**About this task**
What you return must be an exact copy of the lines in the listing below between the line holding "Return one point per instance of the rock formation, each" and the line holding "Return one point per instance of the blue", inclusive, and nothing more.

========

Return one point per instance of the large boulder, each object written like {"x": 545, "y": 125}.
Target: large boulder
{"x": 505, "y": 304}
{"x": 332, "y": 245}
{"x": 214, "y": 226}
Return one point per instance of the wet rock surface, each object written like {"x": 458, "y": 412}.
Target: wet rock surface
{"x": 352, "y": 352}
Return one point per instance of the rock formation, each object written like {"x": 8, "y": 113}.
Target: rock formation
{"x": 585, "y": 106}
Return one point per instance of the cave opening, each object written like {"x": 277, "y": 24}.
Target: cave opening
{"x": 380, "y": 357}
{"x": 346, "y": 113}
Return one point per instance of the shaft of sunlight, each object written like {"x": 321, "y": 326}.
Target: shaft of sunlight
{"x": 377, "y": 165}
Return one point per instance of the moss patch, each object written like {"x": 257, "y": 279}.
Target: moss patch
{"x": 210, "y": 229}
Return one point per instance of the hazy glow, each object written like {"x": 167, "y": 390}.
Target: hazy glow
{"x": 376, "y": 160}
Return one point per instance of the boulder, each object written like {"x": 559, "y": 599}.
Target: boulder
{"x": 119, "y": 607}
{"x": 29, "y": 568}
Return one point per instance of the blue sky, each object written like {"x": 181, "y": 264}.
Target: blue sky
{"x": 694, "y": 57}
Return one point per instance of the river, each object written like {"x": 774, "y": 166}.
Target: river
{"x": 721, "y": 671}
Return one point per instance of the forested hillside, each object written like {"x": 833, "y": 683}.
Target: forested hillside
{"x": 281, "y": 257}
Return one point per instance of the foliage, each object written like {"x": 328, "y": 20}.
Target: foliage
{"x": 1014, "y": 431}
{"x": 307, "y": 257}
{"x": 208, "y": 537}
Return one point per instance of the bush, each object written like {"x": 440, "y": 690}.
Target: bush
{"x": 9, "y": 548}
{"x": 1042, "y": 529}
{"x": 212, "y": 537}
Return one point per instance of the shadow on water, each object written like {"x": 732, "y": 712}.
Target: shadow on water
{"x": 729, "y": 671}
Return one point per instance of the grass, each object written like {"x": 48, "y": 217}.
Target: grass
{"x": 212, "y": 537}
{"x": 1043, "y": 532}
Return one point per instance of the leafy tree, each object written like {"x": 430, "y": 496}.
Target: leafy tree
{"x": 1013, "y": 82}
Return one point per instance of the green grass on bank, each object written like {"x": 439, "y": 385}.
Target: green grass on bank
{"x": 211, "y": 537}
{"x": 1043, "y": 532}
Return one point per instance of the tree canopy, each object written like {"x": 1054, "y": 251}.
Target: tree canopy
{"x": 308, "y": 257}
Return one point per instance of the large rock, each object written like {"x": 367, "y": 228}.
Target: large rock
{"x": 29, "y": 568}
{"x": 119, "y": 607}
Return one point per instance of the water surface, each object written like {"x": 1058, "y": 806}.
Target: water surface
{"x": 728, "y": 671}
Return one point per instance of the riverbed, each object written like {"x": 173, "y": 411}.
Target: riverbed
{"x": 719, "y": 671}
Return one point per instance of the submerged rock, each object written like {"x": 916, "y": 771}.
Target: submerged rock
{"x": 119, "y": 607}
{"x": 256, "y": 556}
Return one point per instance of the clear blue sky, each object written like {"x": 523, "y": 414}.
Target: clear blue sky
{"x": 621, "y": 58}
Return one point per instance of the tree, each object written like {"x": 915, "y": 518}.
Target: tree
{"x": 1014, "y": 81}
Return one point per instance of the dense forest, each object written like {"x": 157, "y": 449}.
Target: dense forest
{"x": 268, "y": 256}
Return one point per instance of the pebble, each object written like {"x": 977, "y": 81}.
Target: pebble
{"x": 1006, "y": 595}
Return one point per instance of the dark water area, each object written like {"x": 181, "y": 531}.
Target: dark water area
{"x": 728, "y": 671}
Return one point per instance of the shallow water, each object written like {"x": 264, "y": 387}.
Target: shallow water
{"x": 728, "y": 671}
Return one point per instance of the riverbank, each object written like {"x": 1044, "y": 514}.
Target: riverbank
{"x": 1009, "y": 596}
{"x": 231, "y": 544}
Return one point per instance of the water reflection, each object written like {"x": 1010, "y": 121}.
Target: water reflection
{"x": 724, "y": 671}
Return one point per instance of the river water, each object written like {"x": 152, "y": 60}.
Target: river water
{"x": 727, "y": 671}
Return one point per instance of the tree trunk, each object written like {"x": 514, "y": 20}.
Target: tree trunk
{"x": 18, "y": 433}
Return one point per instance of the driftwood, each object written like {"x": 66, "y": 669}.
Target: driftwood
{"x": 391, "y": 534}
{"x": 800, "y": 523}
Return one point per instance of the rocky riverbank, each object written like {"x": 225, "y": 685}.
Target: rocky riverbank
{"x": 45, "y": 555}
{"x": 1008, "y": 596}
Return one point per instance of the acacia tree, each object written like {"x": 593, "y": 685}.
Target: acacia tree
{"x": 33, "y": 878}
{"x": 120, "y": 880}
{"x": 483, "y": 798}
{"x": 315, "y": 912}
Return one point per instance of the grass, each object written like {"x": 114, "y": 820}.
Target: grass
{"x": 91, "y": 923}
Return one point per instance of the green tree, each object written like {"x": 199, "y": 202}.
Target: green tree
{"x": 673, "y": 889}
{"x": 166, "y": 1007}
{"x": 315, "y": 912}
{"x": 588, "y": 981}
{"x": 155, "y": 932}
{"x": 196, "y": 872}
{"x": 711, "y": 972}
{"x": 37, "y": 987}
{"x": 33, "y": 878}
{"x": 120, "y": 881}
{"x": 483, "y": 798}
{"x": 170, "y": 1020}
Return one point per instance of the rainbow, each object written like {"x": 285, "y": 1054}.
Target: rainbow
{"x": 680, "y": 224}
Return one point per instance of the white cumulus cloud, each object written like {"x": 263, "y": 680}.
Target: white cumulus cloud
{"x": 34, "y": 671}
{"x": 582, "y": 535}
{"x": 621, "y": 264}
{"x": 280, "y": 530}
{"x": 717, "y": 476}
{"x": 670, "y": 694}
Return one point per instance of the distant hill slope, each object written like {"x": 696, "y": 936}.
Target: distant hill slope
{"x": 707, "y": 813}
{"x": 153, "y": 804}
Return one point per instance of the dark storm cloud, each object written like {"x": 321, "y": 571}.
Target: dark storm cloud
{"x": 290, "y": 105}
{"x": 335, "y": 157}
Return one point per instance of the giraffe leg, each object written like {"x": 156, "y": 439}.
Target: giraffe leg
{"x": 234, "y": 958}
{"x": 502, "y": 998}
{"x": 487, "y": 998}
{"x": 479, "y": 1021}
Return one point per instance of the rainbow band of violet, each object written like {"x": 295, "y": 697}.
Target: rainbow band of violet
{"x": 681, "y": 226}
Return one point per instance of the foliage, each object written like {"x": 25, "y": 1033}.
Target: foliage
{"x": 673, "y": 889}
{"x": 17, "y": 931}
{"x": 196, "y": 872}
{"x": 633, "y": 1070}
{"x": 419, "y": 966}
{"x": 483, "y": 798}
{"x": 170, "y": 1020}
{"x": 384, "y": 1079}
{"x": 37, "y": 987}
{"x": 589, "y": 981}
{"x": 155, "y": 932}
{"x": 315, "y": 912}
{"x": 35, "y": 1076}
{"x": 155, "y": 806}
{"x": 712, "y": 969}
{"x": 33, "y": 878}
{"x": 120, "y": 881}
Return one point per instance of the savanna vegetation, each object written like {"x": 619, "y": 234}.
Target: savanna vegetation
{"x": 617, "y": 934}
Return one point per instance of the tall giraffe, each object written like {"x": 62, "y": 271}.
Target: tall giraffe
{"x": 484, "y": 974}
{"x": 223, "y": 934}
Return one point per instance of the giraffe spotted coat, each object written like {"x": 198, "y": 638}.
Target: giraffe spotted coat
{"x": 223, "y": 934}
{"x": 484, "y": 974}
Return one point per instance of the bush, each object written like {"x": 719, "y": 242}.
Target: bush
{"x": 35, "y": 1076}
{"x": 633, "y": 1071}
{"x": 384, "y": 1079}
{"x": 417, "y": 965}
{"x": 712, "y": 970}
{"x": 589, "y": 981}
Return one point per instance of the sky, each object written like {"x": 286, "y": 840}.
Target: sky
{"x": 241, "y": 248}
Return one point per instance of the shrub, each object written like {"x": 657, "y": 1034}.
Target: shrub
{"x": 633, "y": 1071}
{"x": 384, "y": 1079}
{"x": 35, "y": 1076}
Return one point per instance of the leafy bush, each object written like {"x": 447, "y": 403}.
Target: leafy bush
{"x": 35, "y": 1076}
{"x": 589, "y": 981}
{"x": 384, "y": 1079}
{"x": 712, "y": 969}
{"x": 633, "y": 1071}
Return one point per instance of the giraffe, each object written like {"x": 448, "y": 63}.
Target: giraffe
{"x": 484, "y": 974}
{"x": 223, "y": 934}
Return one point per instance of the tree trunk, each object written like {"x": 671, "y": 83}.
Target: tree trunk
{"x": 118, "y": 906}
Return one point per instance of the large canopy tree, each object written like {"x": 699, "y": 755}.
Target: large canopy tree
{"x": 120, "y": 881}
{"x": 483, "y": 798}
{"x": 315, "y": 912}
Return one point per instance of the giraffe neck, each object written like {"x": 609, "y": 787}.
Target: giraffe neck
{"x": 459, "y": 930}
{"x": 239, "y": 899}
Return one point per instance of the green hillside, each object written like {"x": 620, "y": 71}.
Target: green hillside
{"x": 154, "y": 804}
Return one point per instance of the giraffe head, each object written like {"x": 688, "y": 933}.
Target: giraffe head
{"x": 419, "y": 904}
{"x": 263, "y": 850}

========

**Solution for this problem**
Return one point per instance of the rock formation, each object written like {"x": 8, "y": 113}.
Target: rock formation
{"x": 585, "y": 106}
Return one point per instance of the cave opening, each object written like {"x": 277, "y": 24}.
Target: cave opening
{"x": 380, "y": 357}
{"x": 346, "y": 113}
Return one point per instance of the shaft of sunlight, each object written like {"x": 321, "y": 326}.
Target: shaft of sunlight
{"x": 377, "y": 165}
Return one point per instance of the moss patch, each object written like {"x": 257, "y": 279}.
Target: moss patch
{"x": 210, "y": 229}
Return one point per instance of the hazy glow, each object written like {"x": 167, "y": 390}.
Target: hazy glow
{"x": 376, "y": 160}
Return one point per instance of the boulder, each object written like {"x": 559, "y": 599}.
Target: boulder
{"x": 119, "y": 607}
{"x": 29, "y": 568}
Return one point per instance of the blue sky, each object written like {"x": 181, "y": 264}.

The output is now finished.